=== GIVEN PROBLEM ===
Rewrite every row below with "outline" changed to "mark" and everything else kept the same. Omit the pictures from your answer.

-=-=-

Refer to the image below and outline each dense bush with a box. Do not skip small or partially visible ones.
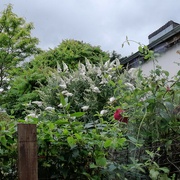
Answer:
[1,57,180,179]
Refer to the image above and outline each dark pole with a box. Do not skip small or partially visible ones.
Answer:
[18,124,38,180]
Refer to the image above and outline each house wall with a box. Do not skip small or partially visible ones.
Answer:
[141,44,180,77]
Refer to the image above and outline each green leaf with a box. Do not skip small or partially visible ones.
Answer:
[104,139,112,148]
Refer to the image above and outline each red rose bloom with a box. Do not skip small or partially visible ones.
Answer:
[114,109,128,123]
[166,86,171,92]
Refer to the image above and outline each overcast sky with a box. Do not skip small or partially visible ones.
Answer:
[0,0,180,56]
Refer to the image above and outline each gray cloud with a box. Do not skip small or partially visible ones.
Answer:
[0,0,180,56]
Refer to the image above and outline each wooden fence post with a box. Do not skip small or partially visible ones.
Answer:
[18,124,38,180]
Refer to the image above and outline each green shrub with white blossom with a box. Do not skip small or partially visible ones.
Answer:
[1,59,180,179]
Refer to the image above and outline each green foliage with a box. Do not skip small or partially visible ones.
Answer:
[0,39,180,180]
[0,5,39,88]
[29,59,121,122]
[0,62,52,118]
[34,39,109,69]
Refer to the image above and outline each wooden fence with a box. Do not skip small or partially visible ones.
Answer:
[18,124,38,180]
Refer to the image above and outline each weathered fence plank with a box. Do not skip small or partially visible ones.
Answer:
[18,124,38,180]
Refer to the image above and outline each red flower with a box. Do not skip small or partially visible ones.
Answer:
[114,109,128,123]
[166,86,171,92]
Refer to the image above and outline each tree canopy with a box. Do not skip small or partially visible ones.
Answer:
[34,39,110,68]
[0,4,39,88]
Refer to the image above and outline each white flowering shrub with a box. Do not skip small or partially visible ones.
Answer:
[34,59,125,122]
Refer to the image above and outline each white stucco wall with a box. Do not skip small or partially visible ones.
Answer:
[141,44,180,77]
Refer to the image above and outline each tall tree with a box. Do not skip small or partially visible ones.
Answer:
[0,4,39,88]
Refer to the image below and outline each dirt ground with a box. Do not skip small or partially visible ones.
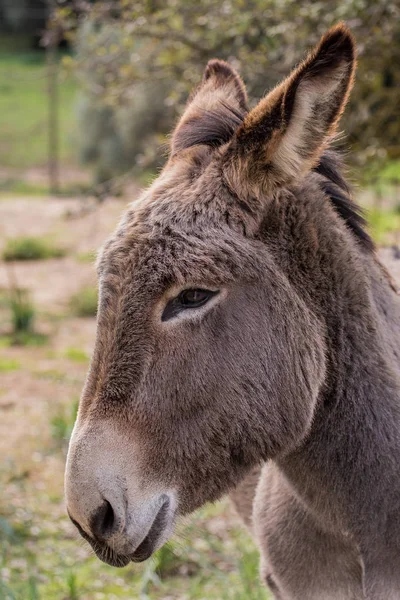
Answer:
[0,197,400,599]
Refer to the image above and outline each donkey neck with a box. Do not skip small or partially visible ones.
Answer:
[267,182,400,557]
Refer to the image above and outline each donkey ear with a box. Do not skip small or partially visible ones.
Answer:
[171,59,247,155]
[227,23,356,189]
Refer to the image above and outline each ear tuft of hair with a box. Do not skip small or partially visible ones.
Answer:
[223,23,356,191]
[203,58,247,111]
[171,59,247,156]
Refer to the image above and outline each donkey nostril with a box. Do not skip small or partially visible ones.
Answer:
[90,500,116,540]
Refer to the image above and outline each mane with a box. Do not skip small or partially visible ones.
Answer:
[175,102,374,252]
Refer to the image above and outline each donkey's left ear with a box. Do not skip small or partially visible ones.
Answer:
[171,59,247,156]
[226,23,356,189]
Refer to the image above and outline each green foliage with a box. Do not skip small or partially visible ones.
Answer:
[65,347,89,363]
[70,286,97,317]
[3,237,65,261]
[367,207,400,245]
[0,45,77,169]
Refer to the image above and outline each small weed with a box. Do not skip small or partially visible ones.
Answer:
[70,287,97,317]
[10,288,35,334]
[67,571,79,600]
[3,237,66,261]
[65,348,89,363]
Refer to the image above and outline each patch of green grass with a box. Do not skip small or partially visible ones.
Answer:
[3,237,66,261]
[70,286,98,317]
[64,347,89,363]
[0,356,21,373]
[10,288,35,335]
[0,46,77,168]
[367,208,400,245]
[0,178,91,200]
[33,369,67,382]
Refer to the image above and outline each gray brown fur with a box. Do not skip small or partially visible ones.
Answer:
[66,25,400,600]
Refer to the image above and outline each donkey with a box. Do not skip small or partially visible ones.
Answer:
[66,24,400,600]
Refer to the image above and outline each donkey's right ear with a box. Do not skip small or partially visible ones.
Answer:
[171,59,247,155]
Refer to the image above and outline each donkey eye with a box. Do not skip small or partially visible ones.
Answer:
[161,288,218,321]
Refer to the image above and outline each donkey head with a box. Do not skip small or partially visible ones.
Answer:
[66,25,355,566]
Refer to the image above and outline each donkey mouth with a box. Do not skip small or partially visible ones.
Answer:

-=-=-

=== EXERCISE RESPONSE ===
Refer to the image below and mark each dense bush with a box. Do not skip small or partially visible ones.
Answer:
[1,57,180,179]
Refer to the image above and mark each dark pole with a box. Do not skip small or partially visible ones.
Answer:
[18,124,38,180]
Refer to the image above and mark each house wall with a box. Do not skip small or partially visible ones.
Answer:
[141,44,180,77]
Refer to the image above and mark each green leaf with a box. Do not skip small or partially visible ones.
Answer:
[104,139,112,148]
Refer to the image above and mark each red rose bloom with a box. Do not skip small or partially visible ones.
Answer:
[114,109,128,123]
[166,86,171,92]
Refer to the image above and mark each overcast sky with a box. Do not skip small or partially visible ones.
Answer:
[0,0,180,56]
Refer to the image above and mark each gray cloud with a box. Do not skip small or partially visible ones.
Answer:
[0,0,180,56]
Refer to the image above and mark each wooden fence post with a box. Do not skip small or partially visible ones.
Answer:
[18,124,38,180]
Refer to the image above and mark each green shrub with white blossom with a box. Do not skip small or partially visible ones.
Answer:
[1,59,180,179]
Refer to the image above and mark each green foliage with a box. Do not skip small or partially visible ones.
Answer:
[0,39,180,180]
[0,5,39,88]
[29,59,121,122]
[0,62,52,118]
[34,39,109,69]
Refer to the image above and mark each wooden fence with a box. Do not skip small or partially visible ones.
Answer:
[18,124,38,180]
Refer to the image above and mark each weathered fence plank with a box. Do not skip small or partially visible ones.
Answer:
[18,124,38,180]
Refer to the image above and mark each red flower with a box. Do not skip small or partially visible ones.
Answer:
[114,109,128,123]
[166,86,171,92]
Refer to the image above and mark each tree canopy with a box. Do not skip small or partially visible ones.
Answer:
[34,39,110,68]
[0,4,39,88]
Refer to the image above and mark each white flowering shrub with a box. Do not skip small or partially visible ones.
Answer:
[34,59,125,122]
Refer to the image above and mark each white stucco wall with a box. Do not skip small or partially visible ones.
Answer:
[141,44,180,77]
Refer to the image above and mark each tall tree with a box. Do not skip small or partially visible ones.
Answer:
[0,4,39,88]
Refer to the image below and mark each dirt ground with a box. Do not skip small or partially visible ones.
Answer:
[0,197,400,599]
Refer to the image above and mark each donkey neck with a box. Do not skip small or partially visible ones.
Answer:
[267,182,400,557]
Refer to the image above and mark each donkey ear with a box. Do not skip small or partially visible ones.
Answer:
[171,59,247,155]
[227,23,356,189]
Refer to the image above and mark each ear tuft of hair with a box. Do not skip small or partially visible ones.
Answer:
[223,23,356,191]
[203,58,247,111]
[171,59,247,156]
Refer to the image above and mark each donkey nostril with a box. Do not skip small or partially visible ones.
Answer:
[90,500,116,540]
Refer to the image above and mark each mane with a box. Do not skip small or partially visible ones.
Answer:
[175,102,374,252]
Refer to the image above and mark each donkey's left ear with a box. Do not skip small or partially visible ones.
Answer:
[171,59,247,156]
[226,23,356,189]
Refer to the image above and mark each green foliage with a box. Do not skip small or partially visible ones.
Answer:
[65,347,89,363]
[70,286,97,317]
[3,237,65,261]
[367,207,400,245]
[0,45,77,169]
Refer to the image above and mark each small weed with a box. Do not skip small or partially visible ones.
Answer:
[70,287,97,317]
[10,288,35,334]
[67,571,79,600]
[3,237,66,261]
[65,348,89,363]
Refer to the image above and mark each patch of green grass with a box. Do not skip small or partially visible ones.
Answer:
[3,237,66,261]
[70,286,98,317]
[64,347,89,363]
[0,356,21,373]
[10,288,35,335]
[0,46,77,168]
[367,208,400,245]
[0,178,91,200]
[33,369,67,382]
Refer to the image above and mark each gray brown fur with a box. Do not skip small or partially visible ones.
Answer:
[66,25,400,600]
Refer to the image above and mark each donkey with a box. Do not skip small or partially visible ones.
Answer:
[66,24,400,600]
Refer to the image above and mark each donkey's right ear with a box. Do not skip small or partially visible ones.
Answer:
[171,59,247,155]
Refer to the image above and mark each donkey eye with a box. Do not skip small or partially visible ones.
Answer:
[161,288,218,321]
Refer to the image above and mark each donkey head with a box. Do not skip small or partially visible ones.
Answer:
[66,25,355,566]
Refer to the image above and mark each donkey mouth with a box. Do not skip small or partially visible ones.
Answer:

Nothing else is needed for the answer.